(ЗАДАНИЯ ДЛЯ РАБОТЫ)
**a)** Кто, согласно воспоминаниям о войне и подполье в селе Должино, возглавлял подпольную организацию?
**b)** Продолжите воспоминания о войне и подполье в селе Должино, начав сразу после последнего предложения.

(ТЕКСТ ДЛЯ ЧТЕНИЯ)
++++++++++++++++++++

Зимой 1942 года меня второй раз контузило тяжелым снарядом. Снаряд попал прямо в блиндаж, из которого я вышел за несколько секунд до этого. Два наката никого не спасли. Я успел свернуть в боковой ход сообщения, огпушило меня и засыпало землей, долго лежал, пока не обнаружили и не откачали. Второй раз смерть прошла так близко, даже холодком повеяло. Самое плохое, что на этот раз мои очки разбились и я стал небоеспособен.
Медсанбат, отправка в Ленинград в запасный полк. Достал очки и — снова в строй. Теперь уже на передовую под Пулково. Осенью перебросили нашу часть под Невскую Дубровку, бои за Невский пятачок, Карельский фронт, где было относительно тихо. Снова под Ленинград, за Неву. Это было уже в начале 1943 года, бои по прорыву блокады, Синявские болота, снятие блокады.
А в это время на оккупированной немцами территории, в моем родном селе Должино, в 300 километрах от Ленинграда, была создана подпольная организация, часть большой агитационно-разведывательной организации, созданной из сельских активистов, передовых сознательных людей по решению Ленинградского обкома партии. Возглавлялась она коммунистом Васькиным Павлом Афанасьевичем.
В эту организацию вступила моя мать, учительница Васильева Нина Павловна, и мой брат, тринадцатилетний пионер Миша Васильев. Многое сделали подпольщики. Активно действовал мой младший братишка: собирал с другими ребятами оружие, переправлял наших бойцов к партизанам, ходил в разведку, приносил и расклеивал листовки, передавал ценные сведения о немецких войсках своему командиру.

++++++++++++++++++++

(ВЫДЕРЖКИ ИЗ СТРОК)
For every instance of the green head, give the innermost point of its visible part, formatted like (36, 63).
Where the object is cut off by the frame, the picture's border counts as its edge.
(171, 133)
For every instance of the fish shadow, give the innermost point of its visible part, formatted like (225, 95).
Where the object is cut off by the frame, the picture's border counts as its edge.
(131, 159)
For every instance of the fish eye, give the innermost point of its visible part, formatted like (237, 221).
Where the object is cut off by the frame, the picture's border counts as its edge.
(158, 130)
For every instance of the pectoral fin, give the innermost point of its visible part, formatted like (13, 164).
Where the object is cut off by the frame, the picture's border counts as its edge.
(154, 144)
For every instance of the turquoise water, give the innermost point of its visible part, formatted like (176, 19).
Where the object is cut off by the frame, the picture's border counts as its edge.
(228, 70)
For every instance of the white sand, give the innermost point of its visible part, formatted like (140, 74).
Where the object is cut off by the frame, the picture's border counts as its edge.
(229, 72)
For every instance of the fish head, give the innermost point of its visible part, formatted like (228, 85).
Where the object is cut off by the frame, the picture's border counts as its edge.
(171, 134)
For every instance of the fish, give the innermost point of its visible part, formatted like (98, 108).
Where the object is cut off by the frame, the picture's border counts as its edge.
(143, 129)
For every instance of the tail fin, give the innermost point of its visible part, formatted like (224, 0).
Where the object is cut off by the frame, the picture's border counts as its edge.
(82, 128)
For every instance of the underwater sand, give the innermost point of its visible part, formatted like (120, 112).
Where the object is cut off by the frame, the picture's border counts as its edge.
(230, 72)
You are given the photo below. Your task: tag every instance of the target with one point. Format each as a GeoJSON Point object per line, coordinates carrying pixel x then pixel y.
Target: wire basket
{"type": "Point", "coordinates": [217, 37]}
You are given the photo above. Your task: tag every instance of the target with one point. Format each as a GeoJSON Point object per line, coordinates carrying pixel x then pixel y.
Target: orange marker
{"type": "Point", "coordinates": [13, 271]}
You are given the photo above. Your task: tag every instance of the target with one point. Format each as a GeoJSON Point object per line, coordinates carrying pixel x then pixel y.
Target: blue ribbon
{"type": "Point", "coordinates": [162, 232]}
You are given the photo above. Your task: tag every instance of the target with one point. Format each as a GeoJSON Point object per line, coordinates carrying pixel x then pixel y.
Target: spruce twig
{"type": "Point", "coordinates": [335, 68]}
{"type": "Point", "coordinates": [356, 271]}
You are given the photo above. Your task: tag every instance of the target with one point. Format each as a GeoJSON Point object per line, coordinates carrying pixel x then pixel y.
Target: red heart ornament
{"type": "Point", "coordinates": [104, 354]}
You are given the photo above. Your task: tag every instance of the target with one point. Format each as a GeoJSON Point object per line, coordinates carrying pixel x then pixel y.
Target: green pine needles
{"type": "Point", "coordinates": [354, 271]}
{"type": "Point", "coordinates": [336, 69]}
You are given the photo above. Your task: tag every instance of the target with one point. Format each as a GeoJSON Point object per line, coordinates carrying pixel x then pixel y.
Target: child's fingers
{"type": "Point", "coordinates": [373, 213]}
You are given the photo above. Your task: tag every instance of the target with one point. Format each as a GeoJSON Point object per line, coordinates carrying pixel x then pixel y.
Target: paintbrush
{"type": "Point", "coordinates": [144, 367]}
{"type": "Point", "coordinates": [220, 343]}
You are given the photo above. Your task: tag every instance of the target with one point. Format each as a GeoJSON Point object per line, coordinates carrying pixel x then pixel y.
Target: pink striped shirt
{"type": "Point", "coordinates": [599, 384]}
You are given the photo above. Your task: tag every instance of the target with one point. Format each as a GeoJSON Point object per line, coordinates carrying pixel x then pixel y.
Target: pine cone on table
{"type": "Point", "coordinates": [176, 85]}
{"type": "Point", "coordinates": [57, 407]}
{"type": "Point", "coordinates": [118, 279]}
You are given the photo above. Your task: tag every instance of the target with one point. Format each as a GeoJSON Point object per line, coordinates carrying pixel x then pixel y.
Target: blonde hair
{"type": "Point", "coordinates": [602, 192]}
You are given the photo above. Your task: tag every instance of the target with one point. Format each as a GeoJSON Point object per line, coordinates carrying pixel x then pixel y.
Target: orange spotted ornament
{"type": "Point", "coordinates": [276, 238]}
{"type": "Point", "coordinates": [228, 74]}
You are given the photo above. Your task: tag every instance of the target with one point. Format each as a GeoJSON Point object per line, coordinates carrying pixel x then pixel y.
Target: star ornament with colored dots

++++++++++++++++++++

(ОТВЕТЫ К УПРАЖНЕНИЮ)
**a)** Организацию возглавлял коммунист Павел Афанасьевич Васькин.

**b)**
Когда подпольную организацию предали, подпольщики были арестованы. Арестован был и Миша с матерью. Их привезли в районный центр, поселок Волот, и заперли в каменном неотапливаемом доме. Потом были страшные истязания и допросы. На глазах матери пытали Мишу, на глазах Миши пытали мать.
Но ни голод, ни холод, ни жестокие побои на сломили патриотов. Они понимали, что им спасения нет, но о товарищах по борьбе, о связях с партизанами так ничего и не рассказали врагу. Утром 4 февраля 1 942 года подпольщиков повели на расстрел… Поняв, что пришел конец, Нина Павловна обратилась к полицаям: «Убейте меня. Сына отпустите, ребенок ведь».
«Пусть скажет, где скрываются партизаны, кто командир подпольной организации». Миша молчал. Тогда один из солдат оторвал его от матери и швырнул к глубокому сугробу. Мальчик вскочил и повернулся грудью к карателям. Раздалось два выстрела, и мальчик упал лицом в снег. (Лукин М. Подполье возглавлял Васькин. Л., 1986. С. 223).
Так оборвалась жизнь маленького патриота. В партизанском архиве я нашел кусок оберточной бумаги, на которой рукой Павла Васькина быв написан список членов подпольной организации. В ряду других была фамилия Васильев Михаил Александрович, пионер. Знавшие его потом сказали мне: «Он был меньше всех, а сделал больше всех».
«За мужество и отвагу, проявленные в борьбе с немецко-фашистскими захватчиками, наградить Васильеву Нину Павловну орденом Отечественной войны I степени (посмертно), Васильева Михаила Александровича орденом Отечественной войны II степени (посмертно)» (Из указа Президиума Верховного Совета СССР от 10 мая 1965 года).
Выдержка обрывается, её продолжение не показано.